• Goal:
Print all of the entries exactly, minus the pictures.

** BEGIN Available records **

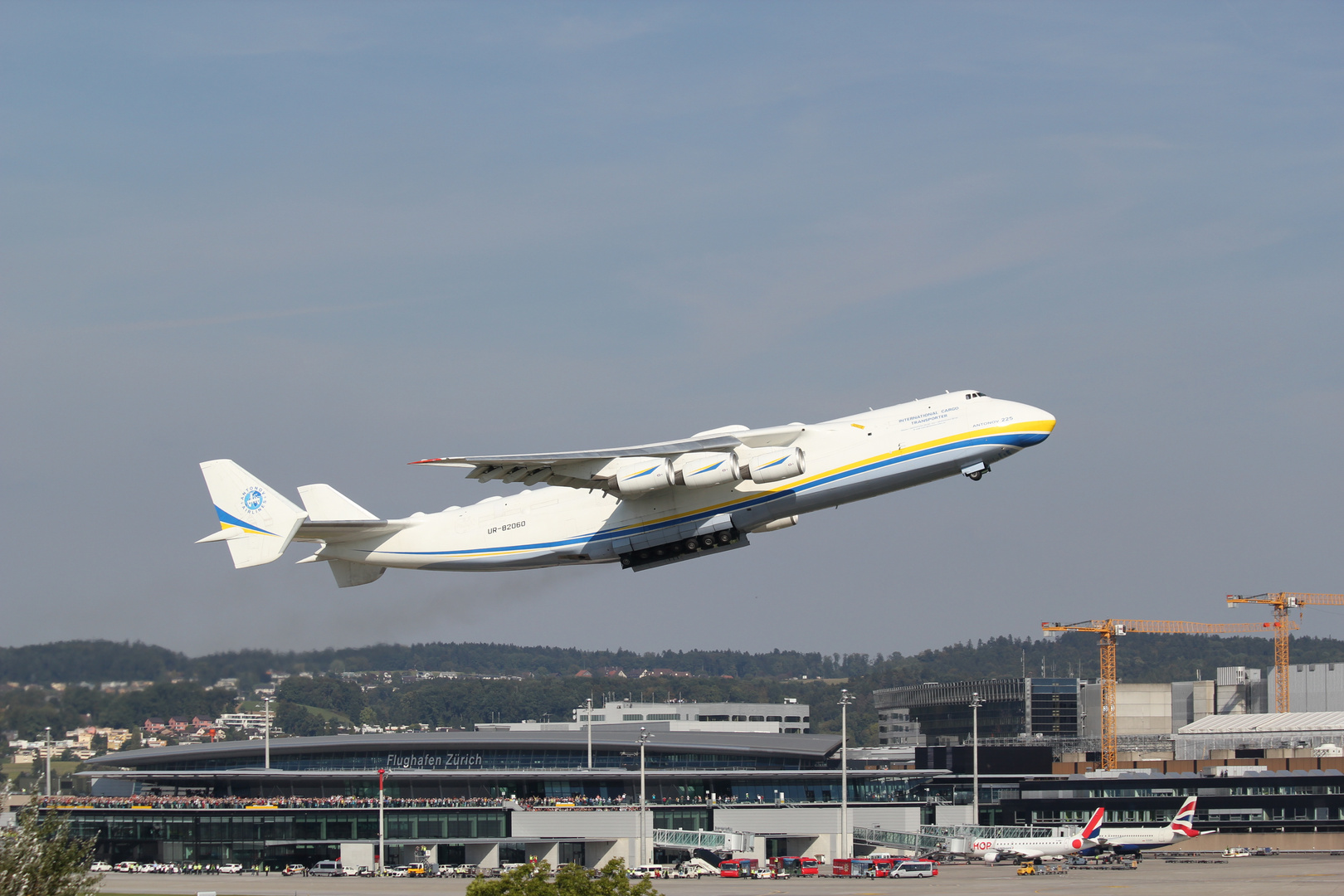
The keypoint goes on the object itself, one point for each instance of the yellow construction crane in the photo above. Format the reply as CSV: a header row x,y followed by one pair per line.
x,y
1112,629
1283,603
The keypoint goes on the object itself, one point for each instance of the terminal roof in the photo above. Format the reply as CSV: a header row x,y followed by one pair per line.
x,y
812,747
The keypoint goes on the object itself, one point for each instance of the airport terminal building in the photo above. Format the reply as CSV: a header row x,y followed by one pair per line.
x,y
485,798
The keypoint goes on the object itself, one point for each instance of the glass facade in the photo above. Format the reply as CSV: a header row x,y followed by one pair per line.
x,y
481,761
251,835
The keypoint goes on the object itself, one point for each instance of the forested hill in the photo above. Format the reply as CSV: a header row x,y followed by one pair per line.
x,y
1142,659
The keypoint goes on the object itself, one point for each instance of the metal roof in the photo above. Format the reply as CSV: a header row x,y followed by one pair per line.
x,y
813,747
1266,723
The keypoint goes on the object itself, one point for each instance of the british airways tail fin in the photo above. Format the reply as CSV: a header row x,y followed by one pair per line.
x,y
1093,829
1185,821
254,520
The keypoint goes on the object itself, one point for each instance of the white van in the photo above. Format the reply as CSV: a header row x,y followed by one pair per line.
x,y
914,869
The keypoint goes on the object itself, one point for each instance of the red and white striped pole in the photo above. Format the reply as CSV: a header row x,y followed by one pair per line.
x,y
382,861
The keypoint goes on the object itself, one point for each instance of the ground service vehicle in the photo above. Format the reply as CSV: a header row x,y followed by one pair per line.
x,y
737,867
914,869
851,867
882,867
793,865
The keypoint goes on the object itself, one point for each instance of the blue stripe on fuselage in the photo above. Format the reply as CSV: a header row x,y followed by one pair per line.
x,y
1018,440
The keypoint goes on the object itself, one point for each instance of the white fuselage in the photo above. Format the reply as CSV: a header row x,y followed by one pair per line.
x,y
847,460
1029,846
1132,840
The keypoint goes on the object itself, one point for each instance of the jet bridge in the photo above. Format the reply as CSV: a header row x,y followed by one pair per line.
x,y
723,841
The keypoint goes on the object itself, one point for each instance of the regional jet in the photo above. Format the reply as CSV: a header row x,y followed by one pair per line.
x,y
992,850
644,505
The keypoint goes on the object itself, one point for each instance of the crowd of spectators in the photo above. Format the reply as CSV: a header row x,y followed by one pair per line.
x,y
526,804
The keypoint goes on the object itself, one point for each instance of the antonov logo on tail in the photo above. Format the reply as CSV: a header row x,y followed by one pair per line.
x,y
643,505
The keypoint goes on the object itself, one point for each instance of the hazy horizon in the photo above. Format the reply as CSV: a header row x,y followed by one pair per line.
x,y
327,240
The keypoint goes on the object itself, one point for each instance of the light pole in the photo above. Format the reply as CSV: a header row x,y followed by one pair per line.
x,y
845,835
644,739
265,705
382,855
975,757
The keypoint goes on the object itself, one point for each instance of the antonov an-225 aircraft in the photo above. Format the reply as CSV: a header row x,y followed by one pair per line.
x,y
643,505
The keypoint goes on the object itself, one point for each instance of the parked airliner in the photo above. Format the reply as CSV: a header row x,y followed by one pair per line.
x,y
1135,840
643,505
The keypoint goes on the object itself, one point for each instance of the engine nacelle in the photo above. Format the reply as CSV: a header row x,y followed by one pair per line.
x,y
774,525
643,476
706,468
773,465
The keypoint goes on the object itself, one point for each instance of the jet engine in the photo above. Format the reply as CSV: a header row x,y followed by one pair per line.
x,y
706,468
647,475
773,465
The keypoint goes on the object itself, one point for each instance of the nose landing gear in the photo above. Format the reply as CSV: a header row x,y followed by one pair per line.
x,y
975,470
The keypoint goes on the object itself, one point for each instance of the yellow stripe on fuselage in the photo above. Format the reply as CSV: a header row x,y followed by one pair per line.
x,y
1031,426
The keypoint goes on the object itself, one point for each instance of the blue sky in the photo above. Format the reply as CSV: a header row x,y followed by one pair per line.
x,y
325,240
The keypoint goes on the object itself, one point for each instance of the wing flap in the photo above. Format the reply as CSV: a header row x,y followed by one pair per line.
x,y
332,531
589,469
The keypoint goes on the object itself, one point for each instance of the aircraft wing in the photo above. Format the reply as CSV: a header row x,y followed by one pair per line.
x,y
587,469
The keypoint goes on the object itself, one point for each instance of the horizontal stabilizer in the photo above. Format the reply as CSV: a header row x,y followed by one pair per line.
x,y
324,503
351,574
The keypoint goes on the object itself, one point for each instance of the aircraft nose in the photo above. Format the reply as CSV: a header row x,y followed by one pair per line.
x,y
1040,423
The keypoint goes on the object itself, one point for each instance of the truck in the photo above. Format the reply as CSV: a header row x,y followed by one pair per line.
x,y
738,867
793,865
851,867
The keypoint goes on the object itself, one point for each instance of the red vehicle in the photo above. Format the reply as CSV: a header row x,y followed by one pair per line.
x,y
737,867
851,867
793,865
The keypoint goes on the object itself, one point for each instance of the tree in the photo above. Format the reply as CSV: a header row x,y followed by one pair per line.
x,y
570,880
41,857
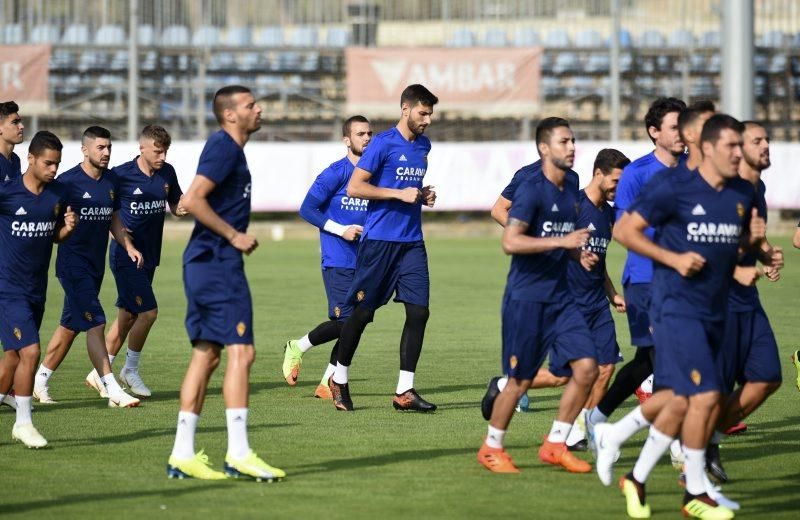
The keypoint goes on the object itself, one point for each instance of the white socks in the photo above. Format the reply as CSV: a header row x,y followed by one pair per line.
x,y
626,427
131,360
494,439
655,446
184,436
694,467
340,375
304,344
559,432
238,447
405,382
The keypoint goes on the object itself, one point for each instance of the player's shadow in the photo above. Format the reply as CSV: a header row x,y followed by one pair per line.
x,y
385,459
170,493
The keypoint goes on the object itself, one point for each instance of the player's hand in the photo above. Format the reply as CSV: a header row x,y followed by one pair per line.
x,y
746,276
244,243
758,227
772,274
352,233
575,240
429,196
588,260
70,219
136,257
181,211
410,195
618,302
689,264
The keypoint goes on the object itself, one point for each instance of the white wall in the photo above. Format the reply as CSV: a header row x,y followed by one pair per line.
x,y
467,176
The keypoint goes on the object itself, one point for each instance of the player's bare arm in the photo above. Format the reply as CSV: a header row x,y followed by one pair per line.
x,y
196,202
500,210
123,238
629,232
360,187
516,242
67,226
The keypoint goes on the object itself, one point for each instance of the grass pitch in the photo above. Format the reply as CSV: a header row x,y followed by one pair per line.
x,y
374,462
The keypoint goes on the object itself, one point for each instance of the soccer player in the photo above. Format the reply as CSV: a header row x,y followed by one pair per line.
x,y
33,214
392,256
661,123
11,134
91,189
340,220
701,219
147,184
220,308
749,353
539,313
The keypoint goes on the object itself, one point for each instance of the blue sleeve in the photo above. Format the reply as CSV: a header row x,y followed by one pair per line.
x,y
656,202
525,205
325,186
217,161
373,157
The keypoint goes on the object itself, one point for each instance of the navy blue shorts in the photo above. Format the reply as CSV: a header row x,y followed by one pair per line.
x,y
134,287
531,330
637,301
82,309
749,351
686,354
337,282
219,305
386,268
20,320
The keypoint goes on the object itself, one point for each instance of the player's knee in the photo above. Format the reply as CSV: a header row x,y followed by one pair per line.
x,y
417,313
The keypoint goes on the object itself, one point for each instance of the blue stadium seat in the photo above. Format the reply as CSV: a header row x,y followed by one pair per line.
x,y
337,37
526,37
305,36
557,39
680,39
495,37
175,36
268,37
44,34
110,35
461,38
13,34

** END Available records **

• Task output:
The keypoint goes on the object itself, one point for each instance of the yellow construction crane in the photo above. Format the reply as CSV: a header row x,y followed by one pair per line.
x,y
1112,629
1283,603
The keypoint goes on the object itself, one point for each instance of the terminal roof in the photo above. Format the reply as CSV: a header row x,y followed by one pair per line.
x,y
812,747
The keypoint goes on the object itself, one point for each instance of the airport terminal building in the photo above. Format the reply as CSV: a header row x,y followed by one pair per line.
x,y
485,798
The keypoint goes on the object itself, one point for each instance of the glass facade in the photo above. Format the reply as CSV: a header row x,y followed by one pair per line.
x,y
481,761
251,835
The keypoint goes on the object itself, one point for each instance of the forested hill in the photo above. Format the reply as CSV: a header row x,y followed by one pair per line.
x,y
1142,659
The keypoint goes on the object itself, one point for each instance of the metal roof in the photo above. Format the reply as CSV: a header row x,y followed by one pair per line.
x,y
813,747
1266,723
The keypoint goes on the object itself, one point for each instance of the british airways tail fin in the photo above. Format the reply as CSV: a header row x,y followed by one pair per line.
x,y
1093,829
1185,821
254,520
The keypoint goes on the object itself, one point for each instance of the white van in the photo above. Format the reply as CSV: a header row x,y followed by one pair per line.
x,y
914,869
The keypoint goes on the object itself, one point for each instance of the red and white striped pole in the photo above. Format the reply as CSV: a header row x,y followed by one pair per line.
x,y
382,861
The keypoint goes on the object itself, one point for each instance of the ground service vehicle in the photo above. Format the reply as CSV: a header row x,y followed by one pair per line.
x,y
737,867
914,869
851,867
882,867
793,865
The keypoint goes on the object itself, one point for each instance of the blue stripe on fuselage in the photo above. Format the reply as CSV: a header row x,y followed by one pair per line.
x,y
1018,440
The keypoint goes on the object itself, one point for each instance of the white fuselage in the photo above. Format the reply as CSV: a header row x,y followed by one pair per line.
x,y
847,460
1029,846
1132,840
The keypoint goes on the object itself, one point for each instance of the jet bridge in the photo above. Format the reply as CSV: a header row x,y followed by one pair per line.
x,y
723,841
The keypoint goes on the object itself, one point for each instance of the regional jet in the photo above. Format the reply as CSV: a header row x,y followed by one pair per line.
x,y
992,850
644,505
The keypoint goes on the object itself, one point for each instance of the crowd of spectators in the photo above. Format the reply as CSV: a header row x,y followed by one pair per line.
x,y
526,804
The keypoint goes on the object itself, one point for each instance of the antonov logo on tail in the photo above. Format the reply as CSV: a header row x,y followed by one pair per line.
x,y
643,505
The keypoint goes on the object itself, one point for each instance of the hazy horizon in the photo above. Format the reply as CSV: a header row x,y followed by one pair per line.
x,y
327,240
The keypoint goes on the object itself, one point for each instance of the light pole in the photo above. Format the reply as CSV: a header row x,y followed by one pair per line.
x,y
845,835
644,739
265,705
382,855
975,757
The keypoint goes on the object itself, one point for each instance of the antonov an-225 aircraft in the photo above. Format the reply as CSV: a header row x,y followed by one pair per line.
x,y
643,505
The keypoint goes on the object itself, one point for each instance of the parked airliner in the photo above. Format the reply as CSV: a header row x,y followed by one pair per line.
x,y
1135,840
643,505
The keypoint goes on the object itself, one point for each instance of the engine nacelle in the photo above. Format the reply as CSV: a header row x,y followed by one pair per line.
x,y
774,525
643,476
706,468
773,465
The keypoint goes on the object itself, one point for each instance of the jet engine in the photo above. Format the reply as CSV: a header row x,y followed by one pair per line.
x,y
706,468
647,475
773,465
The keypoint goes on the object itself, one point for each instance of the nose landing gear in the photo above. Format the reply as CSV: a header row x,y followed by one pair per line.
x,y
975,470
The keypoint goes on the object itself, one point for each instance of the yellow stripe on fuselage in the photo above. Format the reply as CSV: a header row x,y followed by one pair per line.
x,y
1031,426
The keypoint goes on the object itself, one point for each instance of the blue sky in the photo above. Format the reply as CSV: a header row x,y followed by one pair per line.
x,y
325,240
The keypoint goes on the object itself, one point for each instance of the wing flap in the photo above. Format the reply as CSV: a header row x,y followed by one pair per line.
x,y
332,531
589,469
The keypoint goes on the object itself, one point for each instance of the aircraft wing in the photo above. Format the reply as CSV: a header row x,y followed by one pair per line.
x,y
587,469
The keypoint goes on the object itself, one point for each instance of the horizontal stabilizer in the photo above. Format the reply as CSV: a header row x,y followed by one pair per line.
x,y
324,503
351,574
The keypoint goes on the object itself, one point for each instance of the aircraft nose in the photo above. Format the reply as CSV: a header row x,y followed by one pair per line.
x,y
1040,423
The keypoint goes on the object itself, one point for each instance of the truck in the photo above. Format the reply as CSV: a header row x,y followed by one pair per line.
x,y
738,867
793,865
851,867
The keypoint goes on the object itself, one point for each instance of the red vehicle in the photo above. Format the reply as CSV: a header row x,y followed by one pair per line.
x,y
737,867
851,867
793,865
The keypoint goes on the object itself, one point for each instance of the tree in the photo above. Format the reply as CSV: a header row x,y followed by one pair per line.
x,y
570,880
41,857
The keypoint goes on the object itself, one point for each instance of the white socks in the photo above. Format the reply as CSV: a header row x,y followed by one pair per line.
x,y
626,427
131,360
494,439
655,446
184,436
694,467
340,375
304,344
559,432
238,447
405,382
The keypoint goes on the object itself, one point for each instance of the player's shadow in the photo above. Format the reply as CSV: a header row x,y followed by one pair per line.
x,y
385,459
170,493
The keypoint goes on the object itself, one point for each instance of the player's hand in the photo above. Format the reply as CSV: a header row x,y followed by one pair per line.
x,y
746,276
244,243
758,227
772,274
352,233
575,240
429,196
588,260
70,219
136,257
181,211
410,195
618,302
689,264
The keypoint goes on the object itself, one point for each instance of the white wall in the photo above. Format the reply as CSV: a header row x,y followed by one pair per line.
x,y
467,176
The keypoint goes on the object itself, one point for each instance of the player's bare arm in the photo above. Format the reply as CSV: a header row x,y followed by one pair per line.
x,y
196,202
500,210
123,238
629,232
360,187
516,242
67,226
The keypoint goes on the object itself, one point for each instance of the grass pitch in the photo above. Format the reply as CSV: a header row x,y followed by one pair per line.
x,y
374,462
The keypoint goes on the object itself, one point for each instance of the soccer player in the photo above. Format the reply as CSV: a header row x,y followed by one pair per line.
x,y
33,214
392,256
661,123
11,134
91,189
340,220
701,219
147,184
220,308
749,353
539,313
The keypoint goes on the object itself, one point for each instance of the blue sleeve in the photo above. Format the reply as CSV: a header row x,y followed by one pair per line.
x,y
656,202
525,205
325,186
217,161
373,157
The keypoint goes on the object itself, one point for each instance of the navy blue shorts in the photo above. Format the reply as CSV: a header row x,y followed by one pair per line.
x,y
134,287
531,330
637,301
82,309
749,351
686,354
337,282
219,305
386,268
20,320
The keypoint goes on the object itself, one point for each instance of the player's knee in the photo above. Format the reply as CSV: a header row x,y followed by one pair per line.
x,y
417,313
The keypoint goes on the object itself, one point for each instance of the blue stadium seat in the photo above. Format the reply as CSV: a header row x,y followed by one pair per line.
x,y
337,37
526,37
305,36
557,39
680,39
495,37
175,36
268,37
44,34
110,35
461,38
13,34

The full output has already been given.